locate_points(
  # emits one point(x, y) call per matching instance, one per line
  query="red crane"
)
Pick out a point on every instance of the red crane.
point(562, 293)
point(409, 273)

* Required work: Rewrite the entries above with every occurrence of "red crane" swapped for "blue crane", leaving all other text unchanged.

* Correct answer:
locate_points(
  # emits one point(x, y) call per matching instance, one per line
  query="blue crane"
)
Pick out a point on every instance of the blue crane.
point(562, 293)
point(409, 273)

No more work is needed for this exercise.